* _TESTO DI STUDIO_:
A Michelle resta poco da vivere: un tumore alla pelle l’ha ormai portata sul punto di morte. In questi ultimi giorni ha voluto raccontare la sua storia per mettere in guardia sui rischi dei raggi Uva.
La storia di Michelle non avrà un happy ending ma sicuramente il suo racconto potrà aiutare altre persone ad evitare la sua stessa fine. La ragazza ha 29 anni ed ha festeggiato il suo trentesimo compleanno con diversi mesi di anticipo poiché molto probabilmente non arriverà a vivere fino a quel giorno. A inizio 2017 i medici gli avevano detto che avrebbe vissuto al massimo per altri 3 mesi a causa di un tumore alla pelle che non lasciava spazio ad alcuna ulteriore cura. Quel tempo è ormai trascorso e Michelle attende la morte insieme al marito Ray.

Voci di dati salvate
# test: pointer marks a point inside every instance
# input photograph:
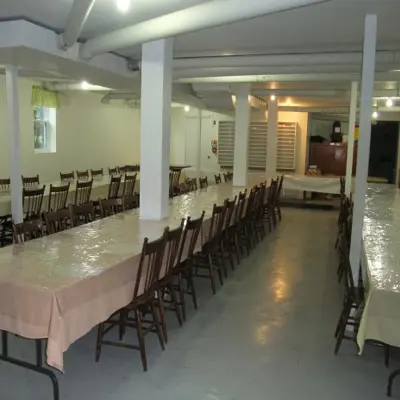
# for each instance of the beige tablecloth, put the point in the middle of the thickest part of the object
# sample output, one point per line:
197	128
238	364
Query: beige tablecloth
61	286
381	238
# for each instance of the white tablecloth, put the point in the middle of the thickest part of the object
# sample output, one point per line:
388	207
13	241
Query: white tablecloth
381	237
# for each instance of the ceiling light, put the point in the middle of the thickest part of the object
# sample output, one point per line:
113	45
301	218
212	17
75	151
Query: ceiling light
123	5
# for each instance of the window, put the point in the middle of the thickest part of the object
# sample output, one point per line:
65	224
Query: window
44	129
257	152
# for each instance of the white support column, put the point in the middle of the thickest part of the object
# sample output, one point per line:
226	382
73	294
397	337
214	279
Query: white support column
14	143
367	91
242	126
155	128
198	137
272	138
350	137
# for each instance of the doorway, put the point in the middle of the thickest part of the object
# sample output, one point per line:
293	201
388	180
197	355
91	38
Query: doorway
383	150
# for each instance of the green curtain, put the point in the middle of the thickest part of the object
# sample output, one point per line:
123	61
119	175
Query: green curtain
44	98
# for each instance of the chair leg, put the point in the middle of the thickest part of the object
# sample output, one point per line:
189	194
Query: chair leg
100	331
343	323
176	305
162	315
211	271
140	334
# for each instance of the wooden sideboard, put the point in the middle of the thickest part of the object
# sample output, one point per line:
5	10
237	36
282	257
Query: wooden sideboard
331	158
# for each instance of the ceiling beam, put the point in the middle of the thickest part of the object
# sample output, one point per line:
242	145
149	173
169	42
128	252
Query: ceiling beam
202	16
76	20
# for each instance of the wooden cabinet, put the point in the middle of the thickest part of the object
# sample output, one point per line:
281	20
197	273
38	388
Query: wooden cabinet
330	158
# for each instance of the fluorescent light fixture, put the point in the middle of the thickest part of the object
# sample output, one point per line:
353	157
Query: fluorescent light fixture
123	5
84	85
389	102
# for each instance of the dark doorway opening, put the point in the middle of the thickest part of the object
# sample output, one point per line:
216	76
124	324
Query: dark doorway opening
383	150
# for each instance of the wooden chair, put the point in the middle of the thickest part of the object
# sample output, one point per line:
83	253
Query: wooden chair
82	192
113	188
352	308
110	207
58	196
96	172
143	303
57	221
185	270
82	175
113	171
32	200
28	230
82	214
165	284
30	181
203	182
69	176
209	259
129	185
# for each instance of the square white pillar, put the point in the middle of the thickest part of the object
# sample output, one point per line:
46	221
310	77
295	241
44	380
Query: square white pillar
350	137
367	92
272	138
242	126
155	127
14	143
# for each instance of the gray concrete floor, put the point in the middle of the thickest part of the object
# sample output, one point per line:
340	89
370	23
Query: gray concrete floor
266	335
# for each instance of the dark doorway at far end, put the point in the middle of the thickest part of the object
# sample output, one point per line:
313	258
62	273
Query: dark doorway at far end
383	150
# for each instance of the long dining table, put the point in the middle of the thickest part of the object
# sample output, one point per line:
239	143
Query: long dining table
381	261
61	286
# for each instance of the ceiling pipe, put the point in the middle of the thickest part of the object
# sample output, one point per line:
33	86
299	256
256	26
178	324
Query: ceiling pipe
76	20
203	16
327	59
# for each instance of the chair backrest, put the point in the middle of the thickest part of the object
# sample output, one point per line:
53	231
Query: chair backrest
30	181
172	252
28	230
129	185
130	202
203	182
96	172
5	185
82	214
113	171
113	188
217	222
191	233
151	261
230	208
83	191
58	196
57	221
83	175
32	200
110	207
69	176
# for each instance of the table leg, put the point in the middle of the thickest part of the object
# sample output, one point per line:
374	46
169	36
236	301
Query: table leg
24	364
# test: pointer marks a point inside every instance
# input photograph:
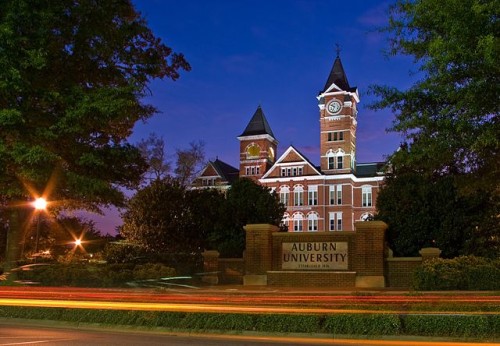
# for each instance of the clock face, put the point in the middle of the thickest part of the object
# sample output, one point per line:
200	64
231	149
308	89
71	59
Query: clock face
334	107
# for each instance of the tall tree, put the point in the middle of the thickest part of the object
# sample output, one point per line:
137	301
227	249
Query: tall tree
247	202
72	77
432	213
189	162
164	217
154	152
450	116
450	121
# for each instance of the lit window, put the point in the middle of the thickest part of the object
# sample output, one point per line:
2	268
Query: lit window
253	151
312	192
284	193
297	222
335	221
340	162
366	196
312	222
331	162
335	194
298	196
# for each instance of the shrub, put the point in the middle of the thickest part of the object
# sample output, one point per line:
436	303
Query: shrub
447	325
460	273
89	275
366	324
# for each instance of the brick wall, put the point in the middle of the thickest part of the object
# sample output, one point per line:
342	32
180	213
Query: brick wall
311	279
231	271
399	271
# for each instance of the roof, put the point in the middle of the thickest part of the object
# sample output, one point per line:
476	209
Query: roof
258	125
226	171
338	77
371	169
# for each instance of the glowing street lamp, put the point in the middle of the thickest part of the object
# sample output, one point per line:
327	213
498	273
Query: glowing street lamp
40	204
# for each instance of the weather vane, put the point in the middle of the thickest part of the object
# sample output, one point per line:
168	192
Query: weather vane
337	48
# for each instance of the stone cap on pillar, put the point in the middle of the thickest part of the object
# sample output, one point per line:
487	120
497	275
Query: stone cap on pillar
429	252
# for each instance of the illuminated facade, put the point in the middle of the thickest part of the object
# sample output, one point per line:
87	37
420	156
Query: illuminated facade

* _OBIETTIVO DEL COMPITO_: Copia dal testo sulla storia di Michelle tutto il pezzo che va da "La storia di" fino a "al marito Ray.".

* _RISULTATO ESERCIZIO_:
La storia di Michelle non avrà un happy ending ma sicuramente il suo racconto potrà aiutare altre persone ad evitare la sua stessa fine. La ragazza ha 29 anni ed ha festeggiato il suo trentesimo compleanno con diversi mesi di anticipo poiché molto probabilmente non arriverà a vivere fino a quel giorno. A inizio 2017 i medici gli avevano detto che avrebbe vissuto al massimo per altri 3 mesi a causa di un tumore alla pelle che non lasciava spazio ad alcuna ulteriore cura. Quel tempo è ormai trascorso e Michelle attende la morte insieme al marito Ray.